▶ **Excerpted text**
Largest ever global survey on online violence shows that one in five girls (19%) have left or significantly reduced use of a social media platform after being harassed, while another one in ten (12%) have changed the way they express themselves.
Girls and young women worldwide are demanding urgent action from social media companies after a landmark survey has revealed more than half (58%) have been harassed or abused online.
Attacks are most common on Facebook, where 39% say they have suffered harassment, but occur on every platform included in the global study including Instagram (23%), WhatsApp (14%), Snapchat (10%), Twitter (9%) and TikTok (6%).
Our latest research is based on a survey of 14,000 girls aged 15-25 in 22 countries, including Brazil, Benin, the USA and India, and a series of in-depth interviews.
Girls receive explicit messages
The largest study of its kind, it found girls who use social media in high and low-income countries alike are routinely subjected to explicit messages, pornographic photos, cyberstalking and other distressing forms of abuse, and reporting tools are ineffective in stopping it.
Online violence has led to nearly one in five (19%) of those who have been harassed stopping or significantly reducing their use of the platform on which it happened, while another one in ten (12%) have changed the way they express themselves.
Abuse also damages girls’ lives offline, with one in five (22%) of those surveyed saying they or a friend have been left fearing for their physical safety, while 44% say social media companies need to do more to protect them.
Social media is a significant part of girls’ lives
The most common type of attack is abusive and insulting language, reported by 59% of girls who have been harassed, followed by purposeful embarrassment (41%), body shaming and threats of sexual violence (both 39%).

▶ **What the task asks**
Duplicate the part of the survey text between "Largest ever global" and "and TikTok (6%).", inclusive. The items that follow come from a separate source and have no connection to the survey text.

▶ **Excerpted data**

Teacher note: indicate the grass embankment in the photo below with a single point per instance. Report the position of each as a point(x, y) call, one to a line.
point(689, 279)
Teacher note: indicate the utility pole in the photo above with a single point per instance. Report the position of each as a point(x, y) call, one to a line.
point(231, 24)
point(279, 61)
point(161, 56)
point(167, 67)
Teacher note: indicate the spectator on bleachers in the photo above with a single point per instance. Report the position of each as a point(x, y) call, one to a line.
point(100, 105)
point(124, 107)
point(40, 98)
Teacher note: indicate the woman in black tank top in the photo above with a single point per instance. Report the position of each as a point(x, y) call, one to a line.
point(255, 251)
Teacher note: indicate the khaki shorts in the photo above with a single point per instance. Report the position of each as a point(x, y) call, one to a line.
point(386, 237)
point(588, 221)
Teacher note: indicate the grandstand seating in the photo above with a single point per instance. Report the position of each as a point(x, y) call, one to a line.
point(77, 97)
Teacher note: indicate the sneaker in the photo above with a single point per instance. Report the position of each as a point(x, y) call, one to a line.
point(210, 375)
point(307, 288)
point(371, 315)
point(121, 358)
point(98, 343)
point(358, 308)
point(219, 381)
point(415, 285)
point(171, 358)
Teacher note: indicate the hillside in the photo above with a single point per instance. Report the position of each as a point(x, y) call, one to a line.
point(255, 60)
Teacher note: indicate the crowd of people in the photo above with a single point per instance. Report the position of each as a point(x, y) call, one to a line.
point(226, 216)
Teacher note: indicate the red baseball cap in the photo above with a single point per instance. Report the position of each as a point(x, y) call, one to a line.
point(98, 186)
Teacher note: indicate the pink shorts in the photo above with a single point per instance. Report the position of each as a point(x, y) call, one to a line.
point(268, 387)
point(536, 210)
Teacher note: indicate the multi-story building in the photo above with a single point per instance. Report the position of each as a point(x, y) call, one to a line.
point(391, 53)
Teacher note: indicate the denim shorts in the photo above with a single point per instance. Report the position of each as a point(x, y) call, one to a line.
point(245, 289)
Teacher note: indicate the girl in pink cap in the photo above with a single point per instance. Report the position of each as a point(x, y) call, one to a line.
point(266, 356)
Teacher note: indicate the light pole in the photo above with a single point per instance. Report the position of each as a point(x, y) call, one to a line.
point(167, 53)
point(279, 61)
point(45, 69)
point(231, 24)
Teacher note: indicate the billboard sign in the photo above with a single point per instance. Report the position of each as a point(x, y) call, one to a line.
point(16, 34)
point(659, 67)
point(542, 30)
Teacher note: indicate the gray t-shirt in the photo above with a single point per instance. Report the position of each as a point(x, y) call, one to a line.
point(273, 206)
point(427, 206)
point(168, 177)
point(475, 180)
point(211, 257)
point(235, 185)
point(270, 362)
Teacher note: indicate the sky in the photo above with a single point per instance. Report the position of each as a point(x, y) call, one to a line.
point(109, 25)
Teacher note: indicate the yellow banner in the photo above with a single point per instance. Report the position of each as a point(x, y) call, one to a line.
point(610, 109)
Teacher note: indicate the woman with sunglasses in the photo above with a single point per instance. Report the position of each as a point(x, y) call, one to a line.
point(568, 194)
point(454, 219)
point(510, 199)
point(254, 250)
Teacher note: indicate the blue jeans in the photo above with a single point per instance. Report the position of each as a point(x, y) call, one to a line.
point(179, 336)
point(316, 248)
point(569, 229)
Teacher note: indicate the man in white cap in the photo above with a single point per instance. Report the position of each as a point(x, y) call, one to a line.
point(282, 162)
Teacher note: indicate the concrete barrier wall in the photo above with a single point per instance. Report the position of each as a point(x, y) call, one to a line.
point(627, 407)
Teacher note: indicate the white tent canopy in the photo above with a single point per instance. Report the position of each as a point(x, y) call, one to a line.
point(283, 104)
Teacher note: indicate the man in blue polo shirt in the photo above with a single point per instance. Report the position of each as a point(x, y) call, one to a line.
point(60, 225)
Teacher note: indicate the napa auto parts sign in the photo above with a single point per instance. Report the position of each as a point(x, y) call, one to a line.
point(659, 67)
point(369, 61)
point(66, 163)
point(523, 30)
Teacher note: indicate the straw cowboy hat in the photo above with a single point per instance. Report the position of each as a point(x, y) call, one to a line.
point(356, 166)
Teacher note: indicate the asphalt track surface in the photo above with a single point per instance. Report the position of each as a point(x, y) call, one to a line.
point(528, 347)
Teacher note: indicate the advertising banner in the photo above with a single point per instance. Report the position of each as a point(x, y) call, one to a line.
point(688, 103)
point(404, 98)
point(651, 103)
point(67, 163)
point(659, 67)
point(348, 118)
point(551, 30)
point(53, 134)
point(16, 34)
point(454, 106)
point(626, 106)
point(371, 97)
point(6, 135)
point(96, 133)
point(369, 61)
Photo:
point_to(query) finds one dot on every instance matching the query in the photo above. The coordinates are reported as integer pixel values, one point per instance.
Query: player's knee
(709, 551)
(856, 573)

▶ **Exercise answer**
Largest ever global survey on online violence shows that one in five girls (19%) have left or significantly reduced use of a social media platform after being harassed, while another one in ten (12%) have changed the way they express themselves.
Girls and young women worldwide are demanding urgent action from social media companies after a landmark survey has revealed more than half (58%) have been harassed or abused online.
Attacks are most common on Facebook, where 39% say they have suffered harassment, but occur on every platform included in the global study including Instagram (23%), WhatsApp (14%), Snapchat (10%), Twitter (9%) and TikTok (6%).